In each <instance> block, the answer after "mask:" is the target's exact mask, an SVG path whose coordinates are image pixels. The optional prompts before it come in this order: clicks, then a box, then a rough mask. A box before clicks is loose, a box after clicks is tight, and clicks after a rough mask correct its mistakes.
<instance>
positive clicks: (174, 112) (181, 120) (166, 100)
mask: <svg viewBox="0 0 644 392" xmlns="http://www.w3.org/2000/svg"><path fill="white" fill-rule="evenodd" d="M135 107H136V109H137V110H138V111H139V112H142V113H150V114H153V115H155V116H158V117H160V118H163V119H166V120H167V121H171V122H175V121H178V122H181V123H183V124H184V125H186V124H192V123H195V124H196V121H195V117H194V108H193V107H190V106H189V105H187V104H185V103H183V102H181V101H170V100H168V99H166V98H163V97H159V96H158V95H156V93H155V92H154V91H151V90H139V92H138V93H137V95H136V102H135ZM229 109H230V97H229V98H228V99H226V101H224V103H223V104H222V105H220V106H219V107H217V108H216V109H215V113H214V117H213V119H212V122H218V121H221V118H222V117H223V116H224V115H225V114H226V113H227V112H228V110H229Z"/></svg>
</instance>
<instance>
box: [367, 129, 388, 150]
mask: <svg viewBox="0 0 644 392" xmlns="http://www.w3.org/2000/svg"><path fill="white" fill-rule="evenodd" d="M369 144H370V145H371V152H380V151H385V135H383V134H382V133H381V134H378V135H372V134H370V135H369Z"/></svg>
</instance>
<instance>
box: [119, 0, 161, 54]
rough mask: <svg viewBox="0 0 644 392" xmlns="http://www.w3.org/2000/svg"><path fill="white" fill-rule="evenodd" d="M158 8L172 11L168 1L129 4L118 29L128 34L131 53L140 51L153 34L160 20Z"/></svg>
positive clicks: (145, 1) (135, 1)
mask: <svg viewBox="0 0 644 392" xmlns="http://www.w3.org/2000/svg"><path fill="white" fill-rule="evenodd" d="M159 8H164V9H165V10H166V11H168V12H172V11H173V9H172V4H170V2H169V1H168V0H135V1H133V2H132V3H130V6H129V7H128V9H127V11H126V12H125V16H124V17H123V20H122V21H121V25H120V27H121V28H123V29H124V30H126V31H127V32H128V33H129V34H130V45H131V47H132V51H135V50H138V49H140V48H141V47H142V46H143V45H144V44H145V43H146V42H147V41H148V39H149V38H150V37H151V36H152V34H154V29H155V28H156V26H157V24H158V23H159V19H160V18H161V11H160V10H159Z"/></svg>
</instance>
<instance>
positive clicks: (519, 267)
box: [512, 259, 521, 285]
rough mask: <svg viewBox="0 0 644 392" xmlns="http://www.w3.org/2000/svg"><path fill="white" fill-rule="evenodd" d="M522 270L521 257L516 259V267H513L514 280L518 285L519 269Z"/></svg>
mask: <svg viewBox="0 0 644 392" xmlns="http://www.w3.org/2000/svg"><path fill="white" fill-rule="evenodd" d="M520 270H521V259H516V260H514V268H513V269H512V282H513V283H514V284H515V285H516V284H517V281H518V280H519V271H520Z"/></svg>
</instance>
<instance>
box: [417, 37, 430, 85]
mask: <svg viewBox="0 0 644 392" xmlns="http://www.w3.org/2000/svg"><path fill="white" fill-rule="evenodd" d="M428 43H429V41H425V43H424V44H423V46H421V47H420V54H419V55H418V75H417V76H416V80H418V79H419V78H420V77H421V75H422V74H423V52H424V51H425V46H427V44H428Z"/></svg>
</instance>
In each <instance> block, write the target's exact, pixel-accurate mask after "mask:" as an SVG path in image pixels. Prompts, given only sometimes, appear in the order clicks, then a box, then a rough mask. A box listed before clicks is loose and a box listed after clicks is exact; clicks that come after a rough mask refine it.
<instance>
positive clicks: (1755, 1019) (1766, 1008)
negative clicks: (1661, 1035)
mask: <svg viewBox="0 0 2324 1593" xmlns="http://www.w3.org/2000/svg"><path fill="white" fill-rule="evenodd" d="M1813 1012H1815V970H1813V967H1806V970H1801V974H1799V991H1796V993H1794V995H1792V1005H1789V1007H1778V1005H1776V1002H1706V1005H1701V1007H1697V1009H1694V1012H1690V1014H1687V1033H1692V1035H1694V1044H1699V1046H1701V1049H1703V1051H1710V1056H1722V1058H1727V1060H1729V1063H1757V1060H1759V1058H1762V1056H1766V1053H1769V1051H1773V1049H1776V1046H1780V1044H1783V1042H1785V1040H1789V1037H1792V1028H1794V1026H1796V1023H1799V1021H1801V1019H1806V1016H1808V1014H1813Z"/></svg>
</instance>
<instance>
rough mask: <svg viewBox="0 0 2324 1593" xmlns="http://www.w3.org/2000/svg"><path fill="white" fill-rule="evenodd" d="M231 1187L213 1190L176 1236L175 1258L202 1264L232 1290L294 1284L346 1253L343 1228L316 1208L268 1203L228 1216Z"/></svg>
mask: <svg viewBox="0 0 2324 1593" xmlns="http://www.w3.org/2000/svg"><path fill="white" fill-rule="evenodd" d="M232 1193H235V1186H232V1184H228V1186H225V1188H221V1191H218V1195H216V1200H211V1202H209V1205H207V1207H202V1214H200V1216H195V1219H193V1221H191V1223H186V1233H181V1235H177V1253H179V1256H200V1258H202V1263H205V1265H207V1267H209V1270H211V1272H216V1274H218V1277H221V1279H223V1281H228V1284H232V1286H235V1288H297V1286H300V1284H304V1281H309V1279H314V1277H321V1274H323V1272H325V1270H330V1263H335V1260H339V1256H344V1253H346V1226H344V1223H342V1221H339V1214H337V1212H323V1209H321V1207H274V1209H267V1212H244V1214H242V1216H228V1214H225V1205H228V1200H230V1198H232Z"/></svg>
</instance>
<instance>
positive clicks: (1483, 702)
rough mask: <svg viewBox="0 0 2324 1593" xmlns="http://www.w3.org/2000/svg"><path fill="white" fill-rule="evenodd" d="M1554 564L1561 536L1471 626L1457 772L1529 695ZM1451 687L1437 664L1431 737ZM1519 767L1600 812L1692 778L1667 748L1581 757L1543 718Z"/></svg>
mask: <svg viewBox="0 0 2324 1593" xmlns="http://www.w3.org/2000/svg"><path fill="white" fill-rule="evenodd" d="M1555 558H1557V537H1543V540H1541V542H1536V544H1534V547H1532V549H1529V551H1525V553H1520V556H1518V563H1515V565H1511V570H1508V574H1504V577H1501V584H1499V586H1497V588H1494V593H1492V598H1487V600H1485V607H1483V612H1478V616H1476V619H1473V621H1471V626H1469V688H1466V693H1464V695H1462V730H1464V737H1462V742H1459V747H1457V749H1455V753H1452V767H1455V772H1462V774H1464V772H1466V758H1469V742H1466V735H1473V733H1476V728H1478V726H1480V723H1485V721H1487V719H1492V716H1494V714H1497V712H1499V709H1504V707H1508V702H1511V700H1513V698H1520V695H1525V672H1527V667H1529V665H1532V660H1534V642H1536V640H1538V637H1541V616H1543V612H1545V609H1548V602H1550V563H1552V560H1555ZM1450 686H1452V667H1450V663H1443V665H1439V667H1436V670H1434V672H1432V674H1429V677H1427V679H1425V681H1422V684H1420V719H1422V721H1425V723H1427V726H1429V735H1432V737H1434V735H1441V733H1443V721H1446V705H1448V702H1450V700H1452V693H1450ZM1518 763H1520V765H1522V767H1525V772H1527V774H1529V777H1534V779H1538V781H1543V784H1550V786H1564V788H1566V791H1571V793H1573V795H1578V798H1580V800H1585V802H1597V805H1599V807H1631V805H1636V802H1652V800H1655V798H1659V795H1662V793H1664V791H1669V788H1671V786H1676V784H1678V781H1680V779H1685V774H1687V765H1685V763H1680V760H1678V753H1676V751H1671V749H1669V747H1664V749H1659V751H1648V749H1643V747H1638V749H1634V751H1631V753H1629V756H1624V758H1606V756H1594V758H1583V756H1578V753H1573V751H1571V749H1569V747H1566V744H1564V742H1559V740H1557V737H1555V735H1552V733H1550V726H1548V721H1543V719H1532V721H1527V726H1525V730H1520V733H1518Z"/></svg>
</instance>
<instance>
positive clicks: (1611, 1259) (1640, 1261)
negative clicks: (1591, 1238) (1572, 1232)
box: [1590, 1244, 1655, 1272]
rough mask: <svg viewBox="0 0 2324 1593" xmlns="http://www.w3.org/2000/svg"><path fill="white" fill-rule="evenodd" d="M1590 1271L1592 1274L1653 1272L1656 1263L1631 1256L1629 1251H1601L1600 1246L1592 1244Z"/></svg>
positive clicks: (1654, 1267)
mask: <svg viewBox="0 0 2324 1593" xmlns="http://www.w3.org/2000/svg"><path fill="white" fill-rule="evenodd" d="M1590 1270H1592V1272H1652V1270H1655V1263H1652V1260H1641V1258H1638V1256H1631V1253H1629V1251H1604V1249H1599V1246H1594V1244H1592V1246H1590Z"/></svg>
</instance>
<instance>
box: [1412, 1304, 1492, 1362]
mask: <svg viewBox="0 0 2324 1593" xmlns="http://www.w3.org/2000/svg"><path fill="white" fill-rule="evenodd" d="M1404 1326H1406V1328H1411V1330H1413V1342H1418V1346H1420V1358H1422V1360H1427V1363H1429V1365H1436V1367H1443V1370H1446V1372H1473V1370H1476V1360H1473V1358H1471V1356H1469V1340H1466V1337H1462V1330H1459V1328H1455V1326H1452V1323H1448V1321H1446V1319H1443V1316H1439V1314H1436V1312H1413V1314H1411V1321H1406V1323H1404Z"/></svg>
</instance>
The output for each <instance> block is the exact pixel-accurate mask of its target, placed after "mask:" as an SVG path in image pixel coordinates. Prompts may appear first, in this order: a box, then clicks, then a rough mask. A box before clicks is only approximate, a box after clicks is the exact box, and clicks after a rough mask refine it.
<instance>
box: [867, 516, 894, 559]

━━━━

WHAT TO WORK ON: The expected answer is a copy of each line in the records that holds the word "this".

TASK ANSWER:
In each <instance> block, the answer after "mask:" is the target's exact mask, an SVG path whose coordinates are image pixels. The optional prompts before it come in this order: clicks, then a box, then a rough mask. A box before clicks is loose, a box after clicks is tight, and clicks after a rough mask correct its mistakes.
The output for each <instance> block is the exact pixel-accurate mask of its target, placed after "mask:" as an SVG path in image pixel coordinates. Prompts may appear first, in this order: a box, then clicks, then a rough mask. A box before clicks is only approximate, a box after clicks is the exact box, and clicks after a rough mask refine it.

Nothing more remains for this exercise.